WHAT IS BEING ASKED - Take the line with "Teacher note: have the class pick out the woman" and the rest of the lines after it, to the end of the entries, and restate them exactly.
-----
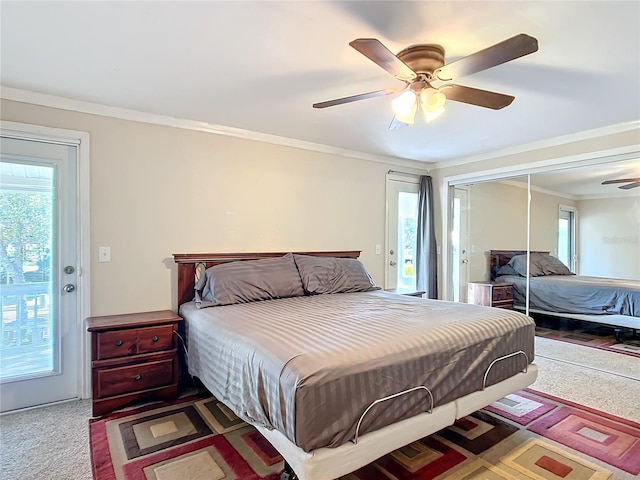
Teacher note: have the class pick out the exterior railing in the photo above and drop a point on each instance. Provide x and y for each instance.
(25, 316)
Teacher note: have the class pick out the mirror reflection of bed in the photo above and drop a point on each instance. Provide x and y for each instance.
(605, 223)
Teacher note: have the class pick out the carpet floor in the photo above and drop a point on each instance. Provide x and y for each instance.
(587, 334)
(527, 435)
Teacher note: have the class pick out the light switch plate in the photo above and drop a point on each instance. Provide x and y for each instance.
(104, 254)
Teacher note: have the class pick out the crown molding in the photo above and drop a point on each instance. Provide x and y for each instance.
(63, 103)
(550, 142)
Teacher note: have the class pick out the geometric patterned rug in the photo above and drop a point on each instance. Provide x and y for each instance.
(527, 435)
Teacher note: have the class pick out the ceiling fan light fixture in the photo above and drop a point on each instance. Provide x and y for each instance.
(404, 104)
(432, 100)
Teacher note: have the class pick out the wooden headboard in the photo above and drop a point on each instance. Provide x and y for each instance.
(190, 265)
(498, 258)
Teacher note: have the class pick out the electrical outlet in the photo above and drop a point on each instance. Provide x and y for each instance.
(104, 254)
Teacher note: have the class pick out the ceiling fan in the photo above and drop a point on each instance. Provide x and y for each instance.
(631, 183)
(420, 65)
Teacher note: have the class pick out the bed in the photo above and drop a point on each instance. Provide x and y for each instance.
(343, 373)
(555, 291)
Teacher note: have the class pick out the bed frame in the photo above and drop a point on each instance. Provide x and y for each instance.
(624, 323)
(330, 463)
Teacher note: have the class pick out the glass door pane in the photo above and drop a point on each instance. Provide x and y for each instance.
(407, 225)
(26, 219)
(39, 348)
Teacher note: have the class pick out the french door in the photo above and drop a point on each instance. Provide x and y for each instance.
(460, 245)
(402, 223)
(40, 344)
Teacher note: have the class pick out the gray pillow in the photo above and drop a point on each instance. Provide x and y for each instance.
(333, 275)
(553, 266)
(519, 264)
(248, 281)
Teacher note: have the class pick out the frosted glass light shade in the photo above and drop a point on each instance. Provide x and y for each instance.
(404, 104)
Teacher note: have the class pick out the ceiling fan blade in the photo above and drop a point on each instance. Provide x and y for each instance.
(510, 49)
(355, 98)
(474, 96)
(375, 51)
(621, 180)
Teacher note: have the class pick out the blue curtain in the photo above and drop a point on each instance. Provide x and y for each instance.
(427, 258)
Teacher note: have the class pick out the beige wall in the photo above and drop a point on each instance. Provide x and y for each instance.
(609, 237)
(158, 190)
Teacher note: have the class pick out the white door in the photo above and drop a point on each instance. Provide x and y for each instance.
(402, 222)
(460, 245)
(39, 357)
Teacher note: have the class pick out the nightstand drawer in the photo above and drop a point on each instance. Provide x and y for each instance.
(116, 381)
(155, 339)
(118, 343)
(502, 293)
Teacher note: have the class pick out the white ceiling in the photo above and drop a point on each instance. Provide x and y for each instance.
(260, 65)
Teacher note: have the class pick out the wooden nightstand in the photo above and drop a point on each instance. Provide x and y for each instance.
(133, 356)
(490, 294)
(404, 291)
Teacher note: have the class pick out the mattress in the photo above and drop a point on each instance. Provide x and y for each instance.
(310, 366)
(577, 294)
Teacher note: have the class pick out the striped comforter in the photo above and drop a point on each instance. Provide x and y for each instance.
(310, 366)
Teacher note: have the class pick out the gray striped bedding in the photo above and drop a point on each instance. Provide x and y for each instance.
(309, 366)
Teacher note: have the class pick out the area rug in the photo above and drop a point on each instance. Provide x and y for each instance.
(527, 435)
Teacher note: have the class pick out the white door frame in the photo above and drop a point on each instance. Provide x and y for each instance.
(393, 179)
(81, 140)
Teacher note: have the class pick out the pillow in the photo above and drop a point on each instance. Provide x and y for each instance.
(553, 266)
(519, 264)
(248, 281)
(333, 275)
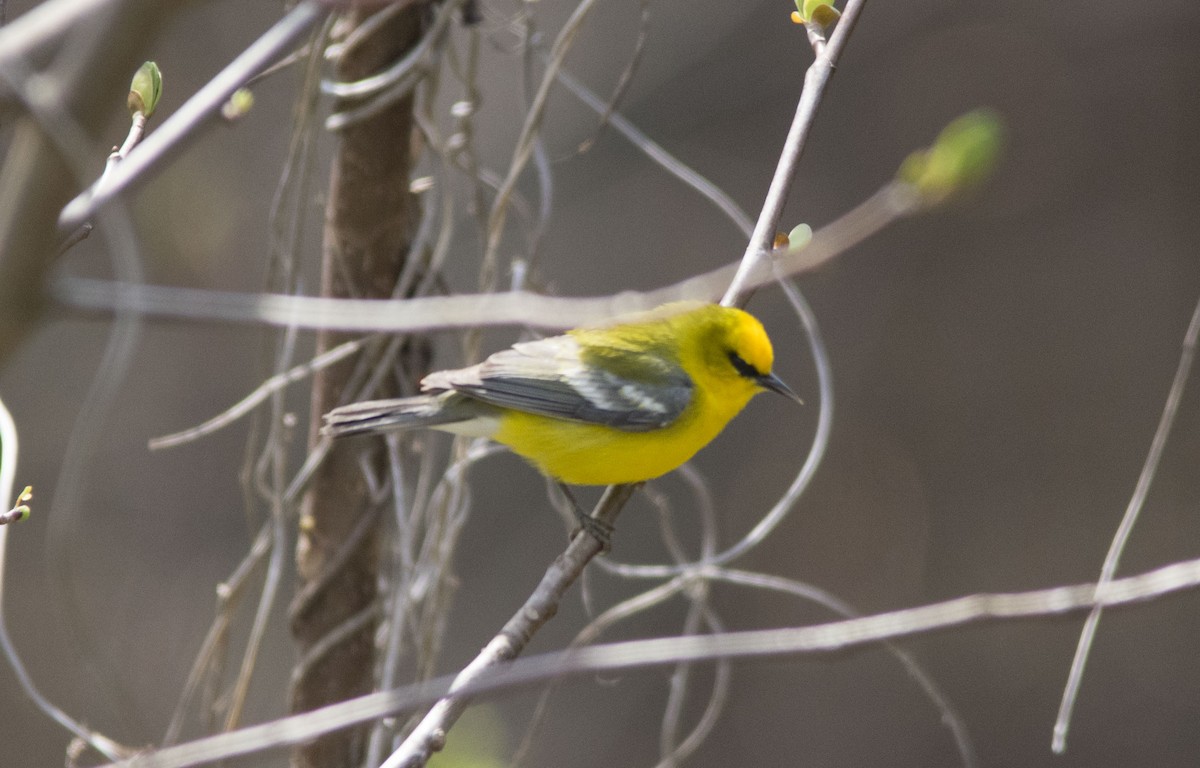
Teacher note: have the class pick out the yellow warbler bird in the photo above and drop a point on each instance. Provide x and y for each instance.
(598, 406)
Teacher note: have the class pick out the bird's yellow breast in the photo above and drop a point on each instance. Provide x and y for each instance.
(588, 454)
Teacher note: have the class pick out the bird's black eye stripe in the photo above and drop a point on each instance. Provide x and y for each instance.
(744, 367)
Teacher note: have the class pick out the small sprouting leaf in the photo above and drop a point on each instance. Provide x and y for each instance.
(21, 511)
(799, 237)
(145, 89)
(820, 12)
(963, 156)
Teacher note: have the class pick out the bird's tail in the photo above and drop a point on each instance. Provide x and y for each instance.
(387, 415)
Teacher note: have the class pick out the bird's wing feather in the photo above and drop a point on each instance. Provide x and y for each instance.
(550, 377)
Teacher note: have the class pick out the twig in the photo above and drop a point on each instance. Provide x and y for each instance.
(832, 636)
(1141, 490)
(264, 390)
(181, 126)
(430, 733)
(815, 81)
(9, 453)
(891, 203)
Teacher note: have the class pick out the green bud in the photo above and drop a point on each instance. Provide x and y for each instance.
(145, 90)
(240, 103)
(963, 156)
(820, 12)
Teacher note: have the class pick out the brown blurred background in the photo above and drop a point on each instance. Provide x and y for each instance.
(1000, 369)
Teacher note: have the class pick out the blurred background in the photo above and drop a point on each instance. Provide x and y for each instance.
(1000, 367)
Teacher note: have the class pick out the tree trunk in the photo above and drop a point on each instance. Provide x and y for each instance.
(370, 220)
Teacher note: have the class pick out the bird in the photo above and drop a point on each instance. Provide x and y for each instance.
(617, 403)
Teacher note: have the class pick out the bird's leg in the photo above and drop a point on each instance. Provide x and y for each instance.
(598, 529)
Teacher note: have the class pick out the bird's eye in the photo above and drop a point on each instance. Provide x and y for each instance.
(744, 367)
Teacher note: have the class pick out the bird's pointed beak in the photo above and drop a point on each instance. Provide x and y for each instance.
(775, 384)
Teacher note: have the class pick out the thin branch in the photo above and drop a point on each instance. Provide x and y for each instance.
(9, 453)
(815, 82)
(1141, 490)
(430, 733)
(889, 204)
(834, 636)
(264, 390)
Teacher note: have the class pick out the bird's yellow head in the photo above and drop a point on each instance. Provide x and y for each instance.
(735, 349)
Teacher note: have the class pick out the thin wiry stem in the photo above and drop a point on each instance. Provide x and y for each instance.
(538, 609)
(815, 82)
(70, 139)
(425, 313)
(259, 395)
(181, 126)
(834, 636)
(1137, 502)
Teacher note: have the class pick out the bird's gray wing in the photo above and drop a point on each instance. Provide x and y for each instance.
(555, 377)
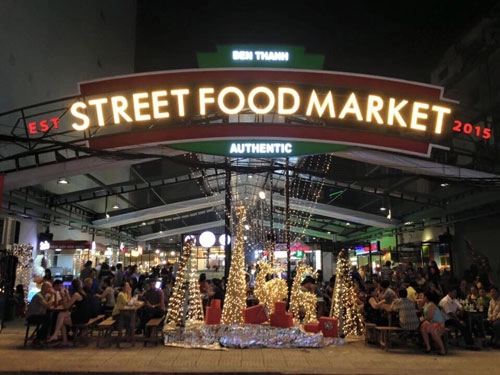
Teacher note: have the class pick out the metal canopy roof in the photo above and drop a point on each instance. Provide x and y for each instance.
(155, 193)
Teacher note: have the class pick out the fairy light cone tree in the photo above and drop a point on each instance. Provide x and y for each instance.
(269, 292)
(194, 313)
(300, 301)
(235, 299)
(175, 313)
(343, 305)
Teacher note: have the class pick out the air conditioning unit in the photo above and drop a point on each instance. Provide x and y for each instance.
(10, 232)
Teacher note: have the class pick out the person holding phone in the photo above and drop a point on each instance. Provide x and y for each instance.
(154, 304)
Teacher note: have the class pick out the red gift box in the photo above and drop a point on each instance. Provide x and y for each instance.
(215, 303)
(280, 307)
(255, 315)
(281, 320)
(213, 315)
(311, 327)
(329, 326)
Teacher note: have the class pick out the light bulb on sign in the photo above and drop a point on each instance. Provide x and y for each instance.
(207, 239)
(190, 237)
(222, 239)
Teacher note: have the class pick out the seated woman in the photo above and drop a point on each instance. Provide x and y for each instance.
(108, 295)
(432, 324)
(78, 312)
(472, 296)
(121, 301)
(374, 309)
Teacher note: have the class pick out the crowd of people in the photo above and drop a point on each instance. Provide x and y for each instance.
(426, 300)
(414, 298)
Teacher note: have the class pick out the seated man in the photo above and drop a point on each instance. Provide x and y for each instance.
(37, 310)
(154, 306)
(386, 292)
(452, 316)
(406, 309)
(493, 321)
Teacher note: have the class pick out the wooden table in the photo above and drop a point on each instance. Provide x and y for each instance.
(131, 310)
(475, 322)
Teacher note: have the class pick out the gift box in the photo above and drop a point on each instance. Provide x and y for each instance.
(213, 315)
(280, 307)
(281, 320)
(329, 326)
(311, 327)
(255, 315)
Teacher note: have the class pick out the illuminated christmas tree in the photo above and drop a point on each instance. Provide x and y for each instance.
(176, 303)
(344, 300)
(302, 303)
(194, 313)
(235, 299)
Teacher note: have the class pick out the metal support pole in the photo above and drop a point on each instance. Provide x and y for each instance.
(287, 233)
(227, 220)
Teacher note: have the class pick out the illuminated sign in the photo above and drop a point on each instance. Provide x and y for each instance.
(255, 55)
(369, 108)
(44, 245)
(261, 148)
(260, 55)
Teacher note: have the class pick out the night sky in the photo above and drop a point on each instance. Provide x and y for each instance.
(401, 39)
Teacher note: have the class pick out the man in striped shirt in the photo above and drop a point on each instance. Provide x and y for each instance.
(386, 272)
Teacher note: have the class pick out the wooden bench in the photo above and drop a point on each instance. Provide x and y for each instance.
(154, 326)
(85, 330)
(104, 331)
(31, 337)
(384, 334)
(370, 333)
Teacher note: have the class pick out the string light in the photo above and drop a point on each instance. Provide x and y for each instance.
(302, 302)
(235, 298)
(344, 306)
(24, 254)
(269, 292)
(175, 313)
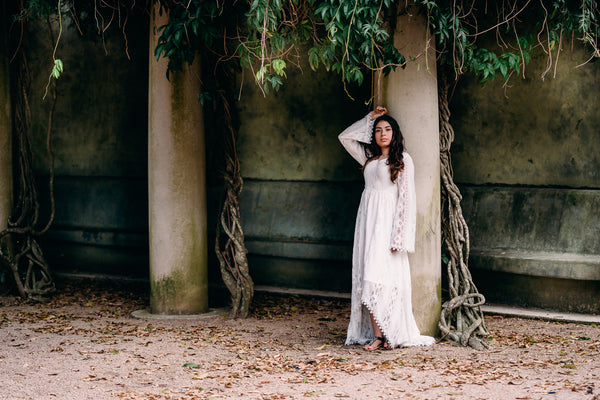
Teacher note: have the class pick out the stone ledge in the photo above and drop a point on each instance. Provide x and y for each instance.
(300, 249)
(544, 264)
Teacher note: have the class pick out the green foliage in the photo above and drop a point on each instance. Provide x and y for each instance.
(35, 9)
(353, 37)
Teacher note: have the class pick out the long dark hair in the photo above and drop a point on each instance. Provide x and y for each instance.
(395, 159)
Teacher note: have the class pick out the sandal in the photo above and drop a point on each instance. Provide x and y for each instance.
(373, 346)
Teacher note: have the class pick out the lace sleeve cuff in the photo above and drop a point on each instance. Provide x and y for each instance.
(357, 133)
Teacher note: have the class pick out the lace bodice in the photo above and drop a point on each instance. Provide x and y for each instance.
(377, 177)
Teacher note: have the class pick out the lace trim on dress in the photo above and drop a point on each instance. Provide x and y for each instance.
(384, 302)
(403, 229)
(357, 133)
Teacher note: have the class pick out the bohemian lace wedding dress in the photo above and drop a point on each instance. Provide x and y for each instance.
(386, 220)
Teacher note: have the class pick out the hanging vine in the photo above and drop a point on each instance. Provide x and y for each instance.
(24, 256)
(461, 319)
(351, 38)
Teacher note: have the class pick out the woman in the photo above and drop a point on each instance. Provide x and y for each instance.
(381, 313)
-----
YOUR RESPONSE -
Teacher note: have the class pick out the woman in the photo above and drop a point on each instance. Provide x and y for each instance.
(381, 313)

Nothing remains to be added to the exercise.